(Record extracts Opens)
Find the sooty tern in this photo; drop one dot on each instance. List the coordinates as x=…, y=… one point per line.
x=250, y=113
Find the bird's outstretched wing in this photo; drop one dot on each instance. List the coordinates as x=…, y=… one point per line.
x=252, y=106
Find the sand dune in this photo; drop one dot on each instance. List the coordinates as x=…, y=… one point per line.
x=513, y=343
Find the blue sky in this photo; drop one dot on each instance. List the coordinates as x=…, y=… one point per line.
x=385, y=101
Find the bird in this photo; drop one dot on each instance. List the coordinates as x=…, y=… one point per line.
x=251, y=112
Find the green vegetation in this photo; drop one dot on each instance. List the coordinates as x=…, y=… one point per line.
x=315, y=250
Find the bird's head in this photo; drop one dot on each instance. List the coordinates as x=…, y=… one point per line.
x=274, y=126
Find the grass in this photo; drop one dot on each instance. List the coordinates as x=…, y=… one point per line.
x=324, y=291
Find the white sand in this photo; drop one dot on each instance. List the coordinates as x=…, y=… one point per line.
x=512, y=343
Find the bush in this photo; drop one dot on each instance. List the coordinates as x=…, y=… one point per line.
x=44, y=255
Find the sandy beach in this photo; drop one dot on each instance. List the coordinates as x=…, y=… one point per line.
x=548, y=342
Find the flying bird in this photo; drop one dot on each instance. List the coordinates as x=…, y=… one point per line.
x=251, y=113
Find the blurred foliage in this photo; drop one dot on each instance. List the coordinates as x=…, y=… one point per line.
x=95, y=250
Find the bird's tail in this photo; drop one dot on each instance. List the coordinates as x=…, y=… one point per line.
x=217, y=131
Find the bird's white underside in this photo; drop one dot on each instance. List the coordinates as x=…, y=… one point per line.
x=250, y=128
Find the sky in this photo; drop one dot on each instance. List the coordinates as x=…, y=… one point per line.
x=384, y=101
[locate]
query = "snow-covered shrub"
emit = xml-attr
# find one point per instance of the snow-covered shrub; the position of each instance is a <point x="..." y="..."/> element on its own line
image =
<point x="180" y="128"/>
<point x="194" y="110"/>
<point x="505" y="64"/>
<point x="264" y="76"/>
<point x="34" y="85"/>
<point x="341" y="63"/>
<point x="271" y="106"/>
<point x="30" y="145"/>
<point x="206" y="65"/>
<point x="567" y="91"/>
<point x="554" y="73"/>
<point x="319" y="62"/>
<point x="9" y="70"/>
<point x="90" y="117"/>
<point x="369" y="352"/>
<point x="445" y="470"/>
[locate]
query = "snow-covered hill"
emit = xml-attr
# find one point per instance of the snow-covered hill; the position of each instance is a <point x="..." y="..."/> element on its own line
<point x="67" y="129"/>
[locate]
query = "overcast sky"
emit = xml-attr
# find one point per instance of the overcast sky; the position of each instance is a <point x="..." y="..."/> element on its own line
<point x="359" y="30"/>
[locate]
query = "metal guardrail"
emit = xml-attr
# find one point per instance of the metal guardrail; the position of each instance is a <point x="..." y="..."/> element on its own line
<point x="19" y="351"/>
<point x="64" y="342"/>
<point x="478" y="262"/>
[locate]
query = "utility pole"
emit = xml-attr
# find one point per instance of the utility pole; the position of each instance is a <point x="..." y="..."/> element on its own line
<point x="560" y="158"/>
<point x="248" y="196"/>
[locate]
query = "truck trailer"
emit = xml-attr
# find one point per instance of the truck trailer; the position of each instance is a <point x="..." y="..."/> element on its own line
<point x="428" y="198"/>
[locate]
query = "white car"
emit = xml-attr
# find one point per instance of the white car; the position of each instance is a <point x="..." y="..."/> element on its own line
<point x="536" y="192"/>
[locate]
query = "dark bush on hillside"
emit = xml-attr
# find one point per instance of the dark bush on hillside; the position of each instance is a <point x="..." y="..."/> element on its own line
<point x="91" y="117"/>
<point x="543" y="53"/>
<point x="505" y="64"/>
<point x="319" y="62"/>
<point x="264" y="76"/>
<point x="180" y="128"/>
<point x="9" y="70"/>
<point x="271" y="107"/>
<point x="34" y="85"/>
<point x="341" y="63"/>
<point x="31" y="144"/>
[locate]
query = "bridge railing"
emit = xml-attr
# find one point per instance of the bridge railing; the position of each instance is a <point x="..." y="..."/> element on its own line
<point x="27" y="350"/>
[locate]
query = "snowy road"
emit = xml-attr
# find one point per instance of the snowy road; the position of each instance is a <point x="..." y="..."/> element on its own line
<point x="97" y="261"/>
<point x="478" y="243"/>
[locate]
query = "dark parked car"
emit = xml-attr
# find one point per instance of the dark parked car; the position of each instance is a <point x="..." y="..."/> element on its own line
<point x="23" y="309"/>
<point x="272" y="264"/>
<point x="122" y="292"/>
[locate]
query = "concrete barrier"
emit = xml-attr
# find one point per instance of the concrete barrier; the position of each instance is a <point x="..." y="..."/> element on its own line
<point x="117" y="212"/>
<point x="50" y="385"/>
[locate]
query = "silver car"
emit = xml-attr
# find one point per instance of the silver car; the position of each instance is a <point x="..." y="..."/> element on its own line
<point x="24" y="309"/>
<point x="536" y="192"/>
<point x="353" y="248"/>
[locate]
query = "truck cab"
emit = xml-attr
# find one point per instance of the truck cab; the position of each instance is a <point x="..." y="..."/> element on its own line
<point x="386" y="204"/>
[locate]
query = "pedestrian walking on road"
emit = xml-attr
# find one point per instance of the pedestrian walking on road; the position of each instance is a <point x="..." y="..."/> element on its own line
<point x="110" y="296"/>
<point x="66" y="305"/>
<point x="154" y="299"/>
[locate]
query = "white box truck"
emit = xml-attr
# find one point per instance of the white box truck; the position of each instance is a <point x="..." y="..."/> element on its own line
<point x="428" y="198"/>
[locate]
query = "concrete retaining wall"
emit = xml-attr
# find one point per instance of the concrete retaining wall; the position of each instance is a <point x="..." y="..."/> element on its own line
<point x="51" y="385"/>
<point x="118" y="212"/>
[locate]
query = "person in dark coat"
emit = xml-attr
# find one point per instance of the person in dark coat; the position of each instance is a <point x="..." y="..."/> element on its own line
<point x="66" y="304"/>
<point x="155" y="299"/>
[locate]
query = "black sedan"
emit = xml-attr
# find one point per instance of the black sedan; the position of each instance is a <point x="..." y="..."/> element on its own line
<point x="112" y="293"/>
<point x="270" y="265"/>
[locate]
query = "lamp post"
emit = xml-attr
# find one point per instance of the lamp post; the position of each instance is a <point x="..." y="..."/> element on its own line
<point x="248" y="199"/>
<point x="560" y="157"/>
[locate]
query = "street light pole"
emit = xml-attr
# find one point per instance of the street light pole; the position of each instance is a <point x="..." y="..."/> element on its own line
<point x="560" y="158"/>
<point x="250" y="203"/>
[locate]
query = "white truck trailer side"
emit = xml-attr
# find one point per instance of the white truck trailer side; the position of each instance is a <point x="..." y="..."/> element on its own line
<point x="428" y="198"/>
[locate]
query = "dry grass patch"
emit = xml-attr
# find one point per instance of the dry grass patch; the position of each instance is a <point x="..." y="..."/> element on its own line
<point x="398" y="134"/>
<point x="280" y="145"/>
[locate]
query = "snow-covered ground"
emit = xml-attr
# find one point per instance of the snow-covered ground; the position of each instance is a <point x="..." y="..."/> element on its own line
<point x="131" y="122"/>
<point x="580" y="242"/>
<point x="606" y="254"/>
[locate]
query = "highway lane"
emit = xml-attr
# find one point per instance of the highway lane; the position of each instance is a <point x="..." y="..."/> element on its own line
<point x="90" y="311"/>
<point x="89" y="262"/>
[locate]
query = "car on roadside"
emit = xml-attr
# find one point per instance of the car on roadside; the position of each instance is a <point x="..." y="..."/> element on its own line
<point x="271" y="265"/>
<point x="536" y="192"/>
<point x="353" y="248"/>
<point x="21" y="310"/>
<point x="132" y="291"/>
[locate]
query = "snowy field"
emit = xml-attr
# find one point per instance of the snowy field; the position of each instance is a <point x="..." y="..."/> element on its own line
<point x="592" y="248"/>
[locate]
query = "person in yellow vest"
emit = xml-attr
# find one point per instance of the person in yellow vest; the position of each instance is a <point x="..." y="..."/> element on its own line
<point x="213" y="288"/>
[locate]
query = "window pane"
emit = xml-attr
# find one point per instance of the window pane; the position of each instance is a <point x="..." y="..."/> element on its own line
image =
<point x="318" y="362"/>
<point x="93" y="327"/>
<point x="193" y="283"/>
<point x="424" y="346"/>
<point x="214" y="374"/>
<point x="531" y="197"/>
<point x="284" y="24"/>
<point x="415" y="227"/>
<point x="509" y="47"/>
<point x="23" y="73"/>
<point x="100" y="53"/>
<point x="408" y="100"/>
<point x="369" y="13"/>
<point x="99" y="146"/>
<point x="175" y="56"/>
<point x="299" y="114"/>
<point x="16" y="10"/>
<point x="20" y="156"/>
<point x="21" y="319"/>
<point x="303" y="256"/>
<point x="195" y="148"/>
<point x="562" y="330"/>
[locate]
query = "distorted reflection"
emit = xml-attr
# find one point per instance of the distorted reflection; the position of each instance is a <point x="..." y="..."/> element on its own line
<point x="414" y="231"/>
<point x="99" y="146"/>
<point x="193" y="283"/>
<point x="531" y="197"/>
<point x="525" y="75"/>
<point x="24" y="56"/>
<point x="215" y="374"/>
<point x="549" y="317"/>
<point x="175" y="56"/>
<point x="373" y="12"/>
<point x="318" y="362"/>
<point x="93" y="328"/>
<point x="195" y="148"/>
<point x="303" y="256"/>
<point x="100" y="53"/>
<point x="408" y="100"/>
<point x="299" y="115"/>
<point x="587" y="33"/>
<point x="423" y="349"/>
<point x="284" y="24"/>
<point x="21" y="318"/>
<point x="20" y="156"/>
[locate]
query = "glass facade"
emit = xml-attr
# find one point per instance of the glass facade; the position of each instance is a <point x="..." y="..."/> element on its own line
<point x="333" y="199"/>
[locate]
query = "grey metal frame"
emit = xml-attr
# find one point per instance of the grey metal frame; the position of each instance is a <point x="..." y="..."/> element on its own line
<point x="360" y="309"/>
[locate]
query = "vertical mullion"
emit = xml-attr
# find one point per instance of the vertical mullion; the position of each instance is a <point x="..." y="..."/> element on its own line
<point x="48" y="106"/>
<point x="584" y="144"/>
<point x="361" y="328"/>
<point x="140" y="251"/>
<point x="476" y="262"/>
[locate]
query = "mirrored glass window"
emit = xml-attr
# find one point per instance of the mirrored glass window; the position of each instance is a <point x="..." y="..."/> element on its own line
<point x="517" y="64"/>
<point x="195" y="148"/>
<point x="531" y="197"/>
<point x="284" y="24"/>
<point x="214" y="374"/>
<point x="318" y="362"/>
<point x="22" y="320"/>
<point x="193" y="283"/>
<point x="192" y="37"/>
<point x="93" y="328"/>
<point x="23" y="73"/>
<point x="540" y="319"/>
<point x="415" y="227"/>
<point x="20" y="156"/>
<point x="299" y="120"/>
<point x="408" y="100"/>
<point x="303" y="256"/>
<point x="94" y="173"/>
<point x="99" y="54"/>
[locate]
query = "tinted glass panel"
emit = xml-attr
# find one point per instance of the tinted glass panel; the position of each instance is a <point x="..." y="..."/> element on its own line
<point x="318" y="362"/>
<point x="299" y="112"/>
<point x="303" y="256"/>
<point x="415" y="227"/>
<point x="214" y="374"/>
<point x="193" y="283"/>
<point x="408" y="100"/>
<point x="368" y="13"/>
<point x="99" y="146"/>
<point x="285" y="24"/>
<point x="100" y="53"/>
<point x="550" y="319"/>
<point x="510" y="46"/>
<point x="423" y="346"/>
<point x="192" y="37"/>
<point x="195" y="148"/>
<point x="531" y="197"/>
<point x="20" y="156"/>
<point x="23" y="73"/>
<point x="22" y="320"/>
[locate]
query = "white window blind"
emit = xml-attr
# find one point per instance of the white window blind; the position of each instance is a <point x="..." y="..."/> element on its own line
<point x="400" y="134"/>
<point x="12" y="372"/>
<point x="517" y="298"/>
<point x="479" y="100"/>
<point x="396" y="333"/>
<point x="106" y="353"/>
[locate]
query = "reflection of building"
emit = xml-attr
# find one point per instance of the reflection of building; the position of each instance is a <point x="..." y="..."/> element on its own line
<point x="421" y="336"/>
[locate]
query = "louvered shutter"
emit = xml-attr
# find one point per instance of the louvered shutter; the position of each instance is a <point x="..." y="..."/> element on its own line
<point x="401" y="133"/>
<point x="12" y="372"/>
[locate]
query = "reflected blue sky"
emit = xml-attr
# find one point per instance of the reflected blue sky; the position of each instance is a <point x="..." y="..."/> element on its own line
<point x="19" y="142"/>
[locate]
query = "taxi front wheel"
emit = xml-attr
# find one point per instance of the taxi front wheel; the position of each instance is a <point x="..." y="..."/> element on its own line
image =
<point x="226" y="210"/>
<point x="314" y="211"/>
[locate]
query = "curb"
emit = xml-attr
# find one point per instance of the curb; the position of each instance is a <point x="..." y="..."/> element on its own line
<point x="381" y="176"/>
(Record extracts Closes)
* _Task goal_
Look through the material above for "front" and copy the lines that have it.

* _Solved problem_
query = "taxi front wheel"
# find one point per instance of the taxi front wheel; the position of each instance is a <point x="..." y="..."/> element on its own line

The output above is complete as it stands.